**Assignment:** Give every entry again precisely as it appears.

**Data supplied:**

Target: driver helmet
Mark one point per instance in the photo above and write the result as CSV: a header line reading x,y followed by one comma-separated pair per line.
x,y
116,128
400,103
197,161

**Written reply:**
Target: driver helmet
Mark one point per instance in the photo above and write the result as CSV: a header line reading x,y followed by one comma-separated pair per line.
x,y
116,128
400,103
197,161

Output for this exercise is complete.